» Texte choisi
###

Si on en croit les sondages, le thermomètre de l'écologie politique est déréglé. Son degré de popularité redescend, en effet, après une année 2009 où il n'avait cessé de monter, sans qu'on sache encore s'il s'agit d'un simple redoux passager ou d'un coup de froid durable.
Partout, les listes Verts-Europe Écologie restent à un niveau élevé mais elles régressent par rapport aux scores qu'on leur prêtaient il y a seulement un mois. Hier au coude à coude avec les listes PS, elles sont maintenant nettement distancées par leurs rivales, comme en Ile-de-France où Cécile Duflot pointe à douze points de Jean-Paul Huchon. A l'exception de l'Alsace - et encore, l'écart se resserre - elles ne semblent plus en mesure d'être en pole position de l'opposition au soir du premier tour et c'est bien ainsi. Un temps caressé, le rêve de diriger deux ou trois régions au printemps prochain s'éloigne et c'est encore mieux.

###

» Données d'ancrage de points sur images

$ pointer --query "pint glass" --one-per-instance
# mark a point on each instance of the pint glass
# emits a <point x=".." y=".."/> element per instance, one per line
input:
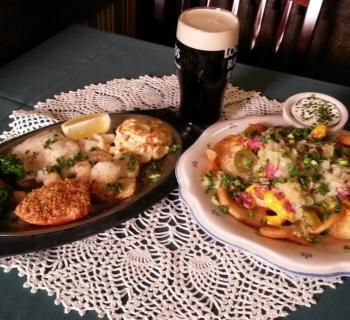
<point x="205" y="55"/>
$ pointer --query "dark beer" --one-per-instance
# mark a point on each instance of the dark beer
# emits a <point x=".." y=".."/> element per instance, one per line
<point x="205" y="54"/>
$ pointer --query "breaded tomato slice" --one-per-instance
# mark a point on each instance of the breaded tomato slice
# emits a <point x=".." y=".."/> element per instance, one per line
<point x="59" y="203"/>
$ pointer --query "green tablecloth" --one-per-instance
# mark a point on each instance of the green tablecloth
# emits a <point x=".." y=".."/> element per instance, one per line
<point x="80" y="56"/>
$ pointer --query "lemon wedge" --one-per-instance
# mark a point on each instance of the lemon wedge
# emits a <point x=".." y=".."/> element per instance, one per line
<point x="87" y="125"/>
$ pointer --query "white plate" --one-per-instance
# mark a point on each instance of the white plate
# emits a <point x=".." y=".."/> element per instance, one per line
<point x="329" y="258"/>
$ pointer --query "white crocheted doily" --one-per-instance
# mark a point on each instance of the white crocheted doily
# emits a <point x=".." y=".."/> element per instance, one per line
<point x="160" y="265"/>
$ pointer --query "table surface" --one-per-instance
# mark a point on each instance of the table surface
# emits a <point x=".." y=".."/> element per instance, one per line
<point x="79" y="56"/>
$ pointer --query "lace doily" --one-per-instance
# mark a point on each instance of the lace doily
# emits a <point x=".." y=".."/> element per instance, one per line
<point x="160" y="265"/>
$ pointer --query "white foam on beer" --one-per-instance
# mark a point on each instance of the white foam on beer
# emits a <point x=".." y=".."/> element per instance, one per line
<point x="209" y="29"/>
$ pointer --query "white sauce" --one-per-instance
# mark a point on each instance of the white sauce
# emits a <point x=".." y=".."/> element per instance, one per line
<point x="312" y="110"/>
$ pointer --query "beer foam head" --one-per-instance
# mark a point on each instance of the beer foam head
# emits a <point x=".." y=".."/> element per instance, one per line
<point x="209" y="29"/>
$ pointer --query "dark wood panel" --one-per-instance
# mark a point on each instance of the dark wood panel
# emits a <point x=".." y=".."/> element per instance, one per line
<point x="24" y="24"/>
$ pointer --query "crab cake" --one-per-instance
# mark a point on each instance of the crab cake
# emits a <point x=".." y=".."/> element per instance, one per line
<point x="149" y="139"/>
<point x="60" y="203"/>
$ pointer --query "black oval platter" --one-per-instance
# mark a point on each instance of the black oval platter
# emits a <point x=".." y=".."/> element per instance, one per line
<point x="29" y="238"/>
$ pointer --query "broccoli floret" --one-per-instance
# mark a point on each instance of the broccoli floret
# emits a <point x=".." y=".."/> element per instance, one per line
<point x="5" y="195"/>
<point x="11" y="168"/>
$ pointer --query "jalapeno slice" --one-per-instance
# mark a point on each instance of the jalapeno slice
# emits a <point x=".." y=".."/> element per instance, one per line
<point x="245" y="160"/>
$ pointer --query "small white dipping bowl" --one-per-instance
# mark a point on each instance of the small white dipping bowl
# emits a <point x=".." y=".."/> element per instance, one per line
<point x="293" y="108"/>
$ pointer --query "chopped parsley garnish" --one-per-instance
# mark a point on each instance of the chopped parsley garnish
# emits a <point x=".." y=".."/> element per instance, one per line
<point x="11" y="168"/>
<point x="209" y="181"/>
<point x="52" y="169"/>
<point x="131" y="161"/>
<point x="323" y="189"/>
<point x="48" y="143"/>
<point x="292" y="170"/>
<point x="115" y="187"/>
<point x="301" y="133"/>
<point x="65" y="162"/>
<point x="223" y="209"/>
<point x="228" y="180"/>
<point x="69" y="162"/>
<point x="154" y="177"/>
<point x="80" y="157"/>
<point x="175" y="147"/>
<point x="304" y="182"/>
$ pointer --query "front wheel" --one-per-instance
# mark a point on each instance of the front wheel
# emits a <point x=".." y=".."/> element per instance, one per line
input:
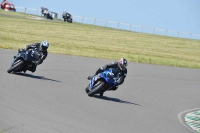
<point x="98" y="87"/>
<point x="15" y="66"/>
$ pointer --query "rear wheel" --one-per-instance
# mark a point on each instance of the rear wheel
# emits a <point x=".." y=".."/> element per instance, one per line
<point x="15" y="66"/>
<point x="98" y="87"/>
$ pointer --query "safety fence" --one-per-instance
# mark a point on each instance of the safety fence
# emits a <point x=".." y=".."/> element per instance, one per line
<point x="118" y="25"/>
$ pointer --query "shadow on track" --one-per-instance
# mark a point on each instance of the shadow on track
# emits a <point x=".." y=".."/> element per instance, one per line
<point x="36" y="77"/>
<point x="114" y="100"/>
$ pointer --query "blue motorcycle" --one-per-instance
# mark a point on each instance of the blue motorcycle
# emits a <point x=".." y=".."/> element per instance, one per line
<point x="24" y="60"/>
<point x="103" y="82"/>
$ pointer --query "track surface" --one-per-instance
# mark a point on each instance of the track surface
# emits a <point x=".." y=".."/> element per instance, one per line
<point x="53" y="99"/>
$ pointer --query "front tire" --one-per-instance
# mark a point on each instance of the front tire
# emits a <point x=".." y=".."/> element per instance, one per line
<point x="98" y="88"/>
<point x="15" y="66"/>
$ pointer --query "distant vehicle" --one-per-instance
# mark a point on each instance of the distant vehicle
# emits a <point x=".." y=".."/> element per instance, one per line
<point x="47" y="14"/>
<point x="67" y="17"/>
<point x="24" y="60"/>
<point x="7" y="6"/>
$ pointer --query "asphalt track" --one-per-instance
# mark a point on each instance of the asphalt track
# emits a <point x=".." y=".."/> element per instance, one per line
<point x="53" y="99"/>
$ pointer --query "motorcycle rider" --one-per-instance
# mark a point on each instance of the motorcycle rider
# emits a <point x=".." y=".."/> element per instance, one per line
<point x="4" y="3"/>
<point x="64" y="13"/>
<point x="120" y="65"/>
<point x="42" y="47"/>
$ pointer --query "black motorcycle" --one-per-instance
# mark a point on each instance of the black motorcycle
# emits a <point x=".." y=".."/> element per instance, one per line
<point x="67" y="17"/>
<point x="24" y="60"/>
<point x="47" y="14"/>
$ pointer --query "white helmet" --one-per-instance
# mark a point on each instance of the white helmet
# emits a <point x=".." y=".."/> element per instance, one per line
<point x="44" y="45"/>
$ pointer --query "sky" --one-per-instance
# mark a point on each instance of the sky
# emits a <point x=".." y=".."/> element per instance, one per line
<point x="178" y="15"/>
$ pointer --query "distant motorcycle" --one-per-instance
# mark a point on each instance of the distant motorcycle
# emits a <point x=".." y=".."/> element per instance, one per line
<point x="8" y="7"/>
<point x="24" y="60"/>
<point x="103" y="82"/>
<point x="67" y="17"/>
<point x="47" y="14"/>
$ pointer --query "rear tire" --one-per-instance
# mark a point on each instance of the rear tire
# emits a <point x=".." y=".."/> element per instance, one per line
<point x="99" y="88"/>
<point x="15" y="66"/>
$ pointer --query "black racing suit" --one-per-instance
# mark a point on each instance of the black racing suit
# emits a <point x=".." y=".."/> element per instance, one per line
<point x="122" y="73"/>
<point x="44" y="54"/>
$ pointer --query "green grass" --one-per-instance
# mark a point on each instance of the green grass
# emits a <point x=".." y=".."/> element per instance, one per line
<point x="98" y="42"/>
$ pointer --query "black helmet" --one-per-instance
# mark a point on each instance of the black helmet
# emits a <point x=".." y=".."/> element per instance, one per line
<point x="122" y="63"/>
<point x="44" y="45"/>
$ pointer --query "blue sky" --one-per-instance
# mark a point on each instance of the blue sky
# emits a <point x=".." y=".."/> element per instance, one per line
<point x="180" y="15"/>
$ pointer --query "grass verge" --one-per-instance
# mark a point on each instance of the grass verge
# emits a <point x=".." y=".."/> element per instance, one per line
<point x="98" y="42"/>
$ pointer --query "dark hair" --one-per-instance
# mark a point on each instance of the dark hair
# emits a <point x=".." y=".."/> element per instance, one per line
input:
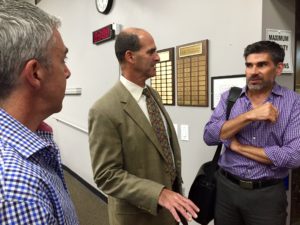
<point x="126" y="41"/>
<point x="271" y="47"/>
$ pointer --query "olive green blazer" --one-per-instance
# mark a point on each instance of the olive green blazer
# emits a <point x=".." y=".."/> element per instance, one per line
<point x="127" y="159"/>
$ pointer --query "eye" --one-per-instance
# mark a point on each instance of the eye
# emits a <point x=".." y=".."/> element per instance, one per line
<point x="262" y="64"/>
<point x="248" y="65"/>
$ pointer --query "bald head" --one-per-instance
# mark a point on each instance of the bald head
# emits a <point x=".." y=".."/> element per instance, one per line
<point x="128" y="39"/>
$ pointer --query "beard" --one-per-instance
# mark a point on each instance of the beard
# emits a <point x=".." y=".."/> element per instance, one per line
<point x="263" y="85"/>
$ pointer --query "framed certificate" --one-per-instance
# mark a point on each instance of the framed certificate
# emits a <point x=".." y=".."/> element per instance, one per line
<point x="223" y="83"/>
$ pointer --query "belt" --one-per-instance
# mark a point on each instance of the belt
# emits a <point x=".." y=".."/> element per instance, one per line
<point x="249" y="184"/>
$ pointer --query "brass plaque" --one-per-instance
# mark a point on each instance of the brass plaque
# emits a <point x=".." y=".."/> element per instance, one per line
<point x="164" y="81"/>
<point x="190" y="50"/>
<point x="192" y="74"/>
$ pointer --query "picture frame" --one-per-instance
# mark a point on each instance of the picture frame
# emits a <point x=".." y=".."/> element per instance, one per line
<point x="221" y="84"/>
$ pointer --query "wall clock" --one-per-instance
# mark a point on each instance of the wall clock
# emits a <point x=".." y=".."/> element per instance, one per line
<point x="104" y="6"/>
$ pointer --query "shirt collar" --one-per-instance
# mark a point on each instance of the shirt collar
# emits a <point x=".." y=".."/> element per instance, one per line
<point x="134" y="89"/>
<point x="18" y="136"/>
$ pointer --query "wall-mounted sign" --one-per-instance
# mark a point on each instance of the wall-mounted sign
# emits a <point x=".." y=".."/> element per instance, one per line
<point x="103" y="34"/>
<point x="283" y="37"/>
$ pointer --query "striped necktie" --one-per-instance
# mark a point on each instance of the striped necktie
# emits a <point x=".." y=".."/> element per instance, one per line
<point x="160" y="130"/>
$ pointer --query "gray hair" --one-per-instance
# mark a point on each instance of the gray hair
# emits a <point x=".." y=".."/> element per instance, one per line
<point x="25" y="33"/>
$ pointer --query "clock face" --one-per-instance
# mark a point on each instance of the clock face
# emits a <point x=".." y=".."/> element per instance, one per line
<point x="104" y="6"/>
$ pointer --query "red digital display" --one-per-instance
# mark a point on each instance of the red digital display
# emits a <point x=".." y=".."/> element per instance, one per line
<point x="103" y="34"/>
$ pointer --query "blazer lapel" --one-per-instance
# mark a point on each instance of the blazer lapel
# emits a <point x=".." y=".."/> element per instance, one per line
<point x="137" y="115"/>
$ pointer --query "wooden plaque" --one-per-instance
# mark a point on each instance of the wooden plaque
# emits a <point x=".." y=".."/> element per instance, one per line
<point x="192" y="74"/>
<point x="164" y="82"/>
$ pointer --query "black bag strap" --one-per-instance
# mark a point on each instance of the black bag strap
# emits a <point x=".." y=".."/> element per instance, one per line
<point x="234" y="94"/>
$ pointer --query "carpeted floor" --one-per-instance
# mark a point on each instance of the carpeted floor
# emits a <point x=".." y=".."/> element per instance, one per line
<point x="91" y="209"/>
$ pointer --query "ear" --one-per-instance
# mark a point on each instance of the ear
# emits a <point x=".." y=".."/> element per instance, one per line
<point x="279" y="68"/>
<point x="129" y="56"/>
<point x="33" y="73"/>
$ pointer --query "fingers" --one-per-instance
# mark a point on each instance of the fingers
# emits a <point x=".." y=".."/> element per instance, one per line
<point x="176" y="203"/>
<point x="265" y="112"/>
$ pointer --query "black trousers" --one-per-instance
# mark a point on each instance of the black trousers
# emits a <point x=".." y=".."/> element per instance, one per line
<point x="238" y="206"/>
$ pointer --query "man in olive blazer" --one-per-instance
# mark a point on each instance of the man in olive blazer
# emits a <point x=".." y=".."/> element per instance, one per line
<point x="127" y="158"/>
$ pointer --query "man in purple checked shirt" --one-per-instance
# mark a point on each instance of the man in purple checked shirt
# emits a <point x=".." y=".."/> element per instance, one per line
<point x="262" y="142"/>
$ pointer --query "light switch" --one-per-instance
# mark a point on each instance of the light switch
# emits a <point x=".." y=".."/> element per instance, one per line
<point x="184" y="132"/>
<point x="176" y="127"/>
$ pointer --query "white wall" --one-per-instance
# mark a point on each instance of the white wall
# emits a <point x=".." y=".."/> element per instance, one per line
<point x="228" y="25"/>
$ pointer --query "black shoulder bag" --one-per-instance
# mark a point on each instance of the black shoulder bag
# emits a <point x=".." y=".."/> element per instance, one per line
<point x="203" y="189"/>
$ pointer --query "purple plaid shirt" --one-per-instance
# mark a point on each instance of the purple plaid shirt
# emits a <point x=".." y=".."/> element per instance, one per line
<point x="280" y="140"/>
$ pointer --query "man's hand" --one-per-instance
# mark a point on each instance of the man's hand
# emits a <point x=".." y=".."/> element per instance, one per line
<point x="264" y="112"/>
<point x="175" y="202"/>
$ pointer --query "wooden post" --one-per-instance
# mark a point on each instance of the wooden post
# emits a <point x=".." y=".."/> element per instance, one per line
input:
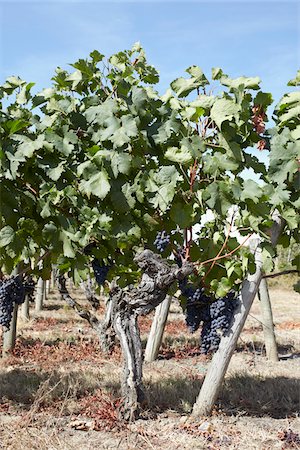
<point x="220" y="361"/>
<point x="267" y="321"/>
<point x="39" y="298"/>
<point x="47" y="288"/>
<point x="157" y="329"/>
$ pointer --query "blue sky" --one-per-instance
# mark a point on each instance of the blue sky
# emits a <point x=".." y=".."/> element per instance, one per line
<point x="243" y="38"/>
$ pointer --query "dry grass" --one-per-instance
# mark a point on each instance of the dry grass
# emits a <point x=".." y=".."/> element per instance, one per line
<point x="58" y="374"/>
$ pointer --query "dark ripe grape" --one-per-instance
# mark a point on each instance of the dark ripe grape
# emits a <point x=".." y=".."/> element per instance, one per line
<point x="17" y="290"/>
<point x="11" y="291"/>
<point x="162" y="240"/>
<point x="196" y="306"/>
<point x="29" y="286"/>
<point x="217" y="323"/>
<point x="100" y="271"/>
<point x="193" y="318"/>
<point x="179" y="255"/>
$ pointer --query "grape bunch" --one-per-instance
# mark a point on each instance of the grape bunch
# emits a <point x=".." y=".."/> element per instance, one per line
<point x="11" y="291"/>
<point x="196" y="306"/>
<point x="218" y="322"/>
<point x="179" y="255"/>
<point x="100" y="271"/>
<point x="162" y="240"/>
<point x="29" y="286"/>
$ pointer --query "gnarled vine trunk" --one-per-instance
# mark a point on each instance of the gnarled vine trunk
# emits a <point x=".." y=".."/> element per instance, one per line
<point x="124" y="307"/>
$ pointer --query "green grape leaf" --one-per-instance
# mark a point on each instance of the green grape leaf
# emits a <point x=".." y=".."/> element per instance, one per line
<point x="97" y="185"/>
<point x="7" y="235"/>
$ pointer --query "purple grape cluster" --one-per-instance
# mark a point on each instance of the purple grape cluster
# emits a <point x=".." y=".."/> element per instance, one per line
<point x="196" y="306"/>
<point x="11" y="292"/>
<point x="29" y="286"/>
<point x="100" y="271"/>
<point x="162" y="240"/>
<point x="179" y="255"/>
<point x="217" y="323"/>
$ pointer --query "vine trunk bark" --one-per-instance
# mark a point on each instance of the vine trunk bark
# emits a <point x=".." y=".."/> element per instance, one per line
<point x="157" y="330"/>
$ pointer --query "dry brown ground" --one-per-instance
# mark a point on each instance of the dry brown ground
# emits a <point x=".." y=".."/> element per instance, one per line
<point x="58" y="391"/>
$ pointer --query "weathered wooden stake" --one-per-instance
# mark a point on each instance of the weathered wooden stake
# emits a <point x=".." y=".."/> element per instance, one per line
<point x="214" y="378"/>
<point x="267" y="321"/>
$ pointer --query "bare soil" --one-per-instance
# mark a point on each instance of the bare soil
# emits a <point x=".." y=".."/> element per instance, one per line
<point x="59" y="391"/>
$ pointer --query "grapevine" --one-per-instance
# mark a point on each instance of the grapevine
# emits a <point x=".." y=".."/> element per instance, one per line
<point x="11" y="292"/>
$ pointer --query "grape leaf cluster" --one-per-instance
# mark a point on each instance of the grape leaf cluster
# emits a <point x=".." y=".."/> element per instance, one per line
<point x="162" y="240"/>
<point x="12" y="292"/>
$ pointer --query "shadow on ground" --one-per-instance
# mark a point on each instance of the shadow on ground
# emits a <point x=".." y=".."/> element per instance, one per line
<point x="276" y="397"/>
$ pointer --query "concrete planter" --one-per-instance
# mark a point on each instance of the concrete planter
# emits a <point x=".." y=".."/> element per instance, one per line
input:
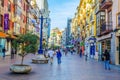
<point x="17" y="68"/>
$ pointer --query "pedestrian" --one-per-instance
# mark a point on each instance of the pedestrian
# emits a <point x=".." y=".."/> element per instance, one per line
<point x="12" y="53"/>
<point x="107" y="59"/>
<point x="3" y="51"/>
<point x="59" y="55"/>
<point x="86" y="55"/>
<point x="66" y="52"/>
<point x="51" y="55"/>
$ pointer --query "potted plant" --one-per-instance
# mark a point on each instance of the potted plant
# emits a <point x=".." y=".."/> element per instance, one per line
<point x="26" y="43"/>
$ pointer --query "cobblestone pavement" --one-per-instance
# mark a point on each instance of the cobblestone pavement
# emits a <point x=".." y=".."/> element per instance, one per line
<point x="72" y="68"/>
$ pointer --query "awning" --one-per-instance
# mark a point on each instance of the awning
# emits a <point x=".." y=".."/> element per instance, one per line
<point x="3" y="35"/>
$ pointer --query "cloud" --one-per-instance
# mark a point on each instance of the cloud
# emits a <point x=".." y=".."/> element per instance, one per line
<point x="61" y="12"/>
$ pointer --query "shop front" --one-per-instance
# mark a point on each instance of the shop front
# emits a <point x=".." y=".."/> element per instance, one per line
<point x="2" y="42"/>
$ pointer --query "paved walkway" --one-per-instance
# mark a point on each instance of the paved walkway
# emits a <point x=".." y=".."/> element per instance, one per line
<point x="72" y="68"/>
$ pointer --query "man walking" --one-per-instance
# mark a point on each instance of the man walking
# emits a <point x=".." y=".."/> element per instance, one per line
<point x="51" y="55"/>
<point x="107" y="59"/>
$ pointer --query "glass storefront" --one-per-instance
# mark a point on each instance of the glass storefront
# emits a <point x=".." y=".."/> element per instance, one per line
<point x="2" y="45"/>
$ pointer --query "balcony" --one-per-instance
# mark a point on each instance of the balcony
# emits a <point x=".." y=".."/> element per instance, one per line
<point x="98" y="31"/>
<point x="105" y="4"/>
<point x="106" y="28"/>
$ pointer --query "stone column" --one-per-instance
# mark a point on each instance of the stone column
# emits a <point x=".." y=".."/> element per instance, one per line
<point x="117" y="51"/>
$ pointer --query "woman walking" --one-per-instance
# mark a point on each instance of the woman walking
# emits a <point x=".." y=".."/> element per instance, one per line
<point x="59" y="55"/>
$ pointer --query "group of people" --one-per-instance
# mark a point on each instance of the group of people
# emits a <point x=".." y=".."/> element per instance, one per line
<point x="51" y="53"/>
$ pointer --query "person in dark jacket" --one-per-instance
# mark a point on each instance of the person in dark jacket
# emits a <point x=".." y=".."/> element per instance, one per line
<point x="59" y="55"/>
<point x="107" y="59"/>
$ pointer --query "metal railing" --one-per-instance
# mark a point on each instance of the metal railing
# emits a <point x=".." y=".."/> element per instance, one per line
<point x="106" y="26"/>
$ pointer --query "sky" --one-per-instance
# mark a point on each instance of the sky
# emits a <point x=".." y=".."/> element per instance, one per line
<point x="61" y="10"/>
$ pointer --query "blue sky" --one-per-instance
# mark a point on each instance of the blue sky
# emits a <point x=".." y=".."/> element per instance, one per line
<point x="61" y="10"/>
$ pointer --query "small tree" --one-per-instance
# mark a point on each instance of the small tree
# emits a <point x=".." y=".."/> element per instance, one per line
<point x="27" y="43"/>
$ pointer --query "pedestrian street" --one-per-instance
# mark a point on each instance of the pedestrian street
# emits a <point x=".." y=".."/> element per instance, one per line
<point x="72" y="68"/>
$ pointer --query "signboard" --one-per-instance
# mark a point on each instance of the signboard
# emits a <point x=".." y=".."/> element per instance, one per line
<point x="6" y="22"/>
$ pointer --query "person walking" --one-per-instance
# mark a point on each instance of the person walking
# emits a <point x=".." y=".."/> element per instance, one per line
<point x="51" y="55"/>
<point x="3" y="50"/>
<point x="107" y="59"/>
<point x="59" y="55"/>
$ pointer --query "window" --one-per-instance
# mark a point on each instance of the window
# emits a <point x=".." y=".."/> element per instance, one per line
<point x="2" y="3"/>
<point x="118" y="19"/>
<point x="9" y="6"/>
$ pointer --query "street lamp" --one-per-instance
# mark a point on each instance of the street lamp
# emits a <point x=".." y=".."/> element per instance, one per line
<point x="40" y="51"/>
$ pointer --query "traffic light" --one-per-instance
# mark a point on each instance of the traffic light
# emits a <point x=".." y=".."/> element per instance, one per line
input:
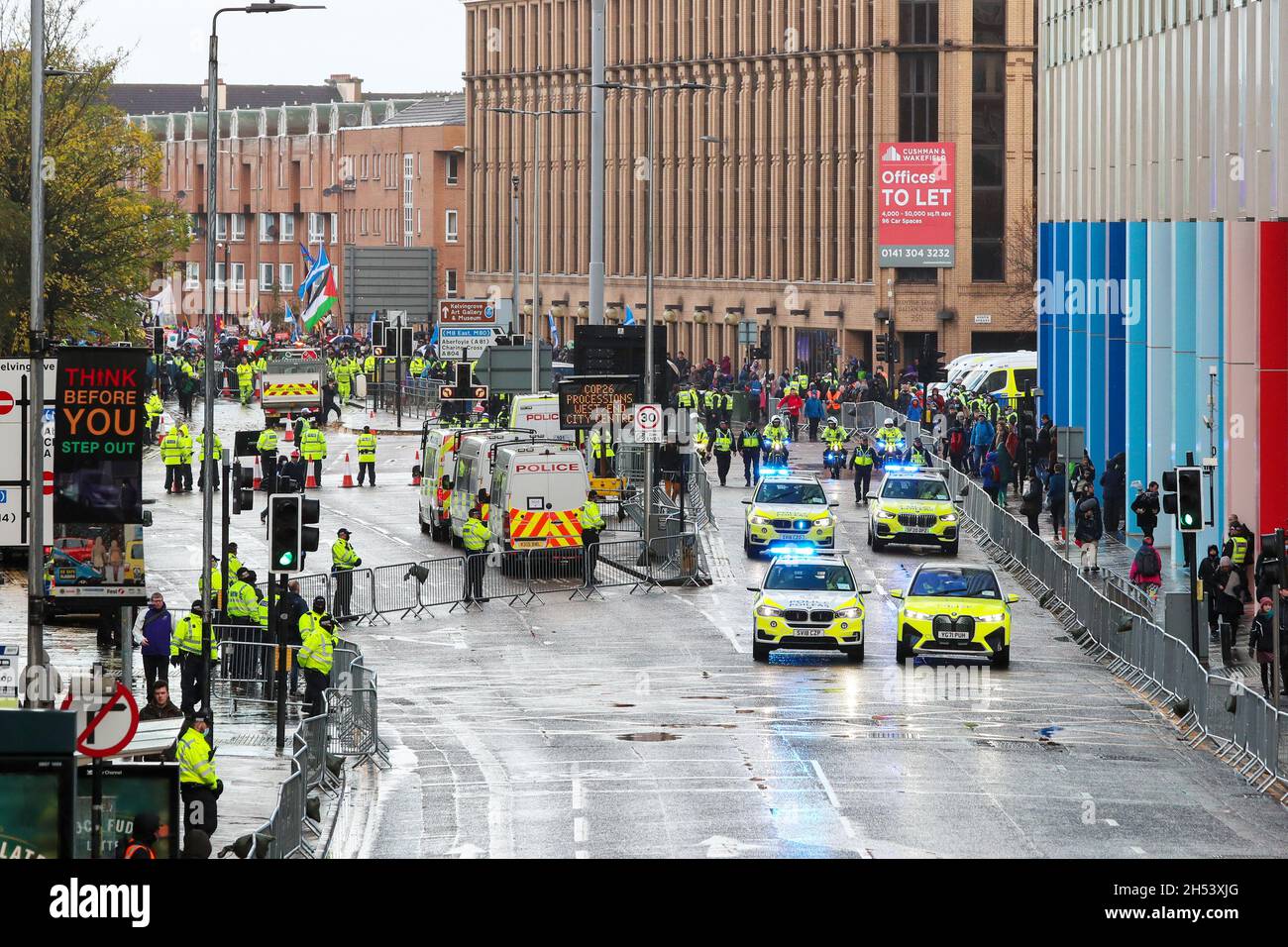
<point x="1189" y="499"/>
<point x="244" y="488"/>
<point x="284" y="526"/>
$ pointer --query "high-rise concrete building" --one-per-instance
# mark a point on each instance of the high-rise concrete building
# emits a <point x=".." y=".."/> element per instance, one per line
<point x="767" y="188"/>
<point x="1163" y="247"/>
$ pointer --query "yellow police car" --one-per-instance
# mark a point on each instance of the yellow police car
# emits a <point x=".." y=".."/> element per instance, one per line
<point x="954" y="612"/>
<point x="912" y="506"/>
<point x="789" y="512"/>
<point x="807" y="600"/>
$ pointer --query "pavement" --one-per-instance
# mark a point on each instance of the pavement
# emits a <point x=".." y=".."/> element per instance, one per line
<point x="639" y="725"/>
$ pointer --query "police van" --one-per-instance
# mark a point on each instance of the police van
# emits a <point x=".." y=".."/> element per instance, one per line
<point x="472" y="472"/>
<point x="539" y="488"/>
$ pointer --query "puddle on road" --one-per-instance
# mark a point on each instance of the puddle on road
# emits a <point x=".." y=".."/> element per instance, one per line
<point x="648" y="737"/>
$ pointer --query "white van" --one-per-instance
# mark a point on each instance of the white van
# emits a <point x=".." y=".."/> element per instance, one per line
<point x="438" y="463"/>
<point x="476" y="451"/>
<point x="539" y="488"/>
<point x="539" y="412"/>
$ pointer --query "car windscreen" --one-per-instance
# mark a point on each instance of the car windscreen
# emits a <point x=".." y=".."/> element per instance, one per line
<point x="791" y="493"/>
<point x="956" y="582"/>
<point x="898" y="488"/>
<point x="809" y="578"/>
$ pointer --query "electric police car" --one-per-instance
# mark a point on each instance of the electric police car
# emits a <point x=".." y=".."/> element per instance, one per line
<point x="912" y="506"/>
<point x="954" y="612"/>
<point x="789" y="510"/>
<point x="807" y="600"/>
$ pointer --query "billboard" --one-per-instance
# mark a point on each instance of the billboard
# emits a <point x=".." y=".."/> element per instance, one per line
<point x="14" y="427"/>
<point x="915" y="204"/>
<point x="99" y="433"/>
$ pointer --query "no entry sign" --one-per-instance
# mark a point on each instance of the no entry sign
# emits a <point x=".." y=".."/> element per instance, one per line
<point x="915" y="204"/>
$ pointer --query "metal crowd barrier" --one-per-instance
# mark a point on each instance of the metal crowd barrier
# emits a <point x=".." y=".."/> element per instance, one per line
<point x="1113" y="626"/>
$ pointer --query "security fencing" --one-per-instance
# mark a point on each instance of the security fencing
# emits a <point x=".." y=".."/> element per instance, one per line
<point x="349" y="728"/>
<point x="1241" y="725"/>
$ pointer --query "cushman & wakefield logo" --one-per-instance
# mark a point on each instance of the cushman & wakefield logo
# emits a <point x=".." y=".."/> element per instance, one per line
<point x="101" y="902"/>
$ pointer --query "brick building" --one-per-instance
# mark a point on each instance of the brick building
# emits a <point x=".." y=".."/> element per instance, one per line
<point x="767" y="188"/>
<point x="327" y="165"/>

###

» Exploiter les informations
a) Relevez tous les noms de personnes et de régions cités dans le texte sur l'écologie politique.
b) Poursuivez le texte sur l'écologie politique à partir de sa dernière phrase.
Les enregistrements ne sont d'aucune utilité pour ce travail.

» Réponses rédigées
a) Cécile Duflot, Jean-Paul Huchon, Ile-de-France, Alsace

b)
Même, Daniel Cohn-Bendit ne se fait plus trop d'illusions sur le triomphe des siens, préférant se satisfaire de la confirmation des bons résultats (plus de 16 %) aux dernières européennes. Si, à travers sa présence renforcée dans les exécutifs régionaux, l'écologie s'installait durablement dans le paysage institutionnel français, ce serait déjà, à ses yeux, une grande victoire... Un objectif raisonnable tant la question de l'avenir de la planète n'est plus poussée par un vent aussi dynamique qu'il ne l'était jusqu'en décembre.
Les listes écologistes seraient-elles touchées par le syndrome de Copenhague ? L'échec du sommet sur le réchauffement climatique a changé la perception de l'urgence. Refroidi les ardeurs et même les certitudes. Jusque là marginalisés, les « climato-sceptiques » font entendre leur voix et sont désormais écoutés alors qu'ils ne l'étaient plus. Le GIEC qui fit longtemps référence est maintenant soupçonné d'avoir chargé la barque « catastrophiste » et ses approximations sont pointées du doigt comme autant d'hypothèses farfelues... Volontiers provocateur, flirtant constamment avec l'outrance, et toujours soucieux de se distinguer du reste des intellectuels, un Claude Allègre peut se permettre de dénoncer « l'imposture intellectuelle » que représenterait la thèse de la responsabilité de l'homme dans le réchauffement de la planète. Quelques - rares - météorologues, comme Laurent Cabrol, sont sur le même registre.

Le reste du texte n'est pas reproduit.